# PROBLEM TO WORK ON
Your answer should hold exactly the lines from the one containing "of the weathered" through the end of the material, and no others.

# RECORD EXCERPTS
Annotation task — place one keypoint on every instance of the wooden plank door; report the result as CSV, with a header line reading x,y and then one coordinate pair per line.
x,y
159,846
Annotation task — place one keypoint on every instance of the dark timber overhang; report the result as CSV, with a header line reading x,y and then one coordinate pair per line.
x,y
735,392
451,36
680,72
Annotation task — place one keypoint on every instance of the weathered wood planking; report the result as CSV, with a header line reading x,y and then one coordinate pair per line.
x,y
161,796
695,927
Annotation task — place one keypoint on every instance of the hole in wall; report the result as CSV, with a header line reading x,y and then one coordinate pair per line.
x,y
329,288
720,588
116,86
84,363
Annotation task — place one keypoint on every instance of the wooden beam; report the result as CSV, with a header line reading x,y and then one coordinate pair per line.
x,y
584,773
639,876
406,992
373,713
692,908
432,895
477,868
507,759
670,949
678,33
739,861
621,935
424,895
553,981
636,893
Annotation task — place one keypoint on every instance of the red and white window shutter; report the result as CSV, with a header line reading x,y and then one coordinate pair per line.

# ANSWER SECTION
Annotation task — place one keypoint on every instance of the weathered wood planking; report the result as CSV, with a header line reading x,y and then one coordinate pair per line.
x,y
161,796
695,927
Annotation task — place one keypoint on every instance of the hole in wall; report the result as CSV, with a header line reading x,y and then one coordinate pair per line.
x,y
329,288
720,588
116,86
84,363
Annotation task — place one keypoint on every instance of the wooden beam; report the result as CSV, with a header line reading x,y and then one coordinate pair per line.
x,y
584,773
639,876
406,992
373,713
692,908
432,895
477,868
507,759
670,949
678,33
739,861
621,935
424,895
553,981
636,893
Annotation task — place one keypoint on every instance of the red and white window shutter; report the result as CSV, with a header line reading x,y and then one coordinate pair per line.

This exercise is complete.